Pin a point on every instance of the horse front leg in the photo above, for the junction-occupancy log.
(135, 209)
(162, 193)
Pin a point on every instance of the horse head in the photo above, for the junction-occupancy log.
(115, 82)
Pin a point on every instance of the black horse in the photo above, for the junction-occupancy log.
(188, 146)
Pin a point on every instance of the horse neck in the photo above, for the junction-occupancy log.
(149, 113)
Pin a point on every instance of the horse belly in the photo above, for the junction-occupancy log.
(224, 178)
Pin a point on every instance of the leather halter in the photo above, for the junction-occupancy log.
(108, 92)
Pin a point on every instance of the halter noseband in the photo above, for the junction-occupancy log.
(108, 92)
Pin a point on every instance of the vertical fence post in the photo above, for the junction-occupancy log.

# TASK ITEM
Give all the lines above again, exactly.

# EXPECTED ANSWER
Pin a point on every instance of the horse front leg in the photo above, for the junction-occupancy log.
(135, 209)
(162, 193)
Pin a point on every instance of the horse head in the photo above, for the junction-occupancy log.
(115, 82)
Pin a point on every instance of the black horse in the photo above, for the junction-occupancy log.
(188, 146)
Pin a point on every instance of the horse neck in the photo above, for the junction-occupancy log.
(149, 113)
Pin a point on every instance of the horse belly in the photo above, for the junction-occupancy log.
(224, 178)
Pin a point on every instance of the leather halter in the photo above, for the junction-occupancy log.
(108, 92)
Pin a point on every instance of the halter noseband in the photo above, for the junction-occupancy log.
(108, 92)
Pin a point on every instance of the vertical fence post in the photo above, for the junction-occupancy log.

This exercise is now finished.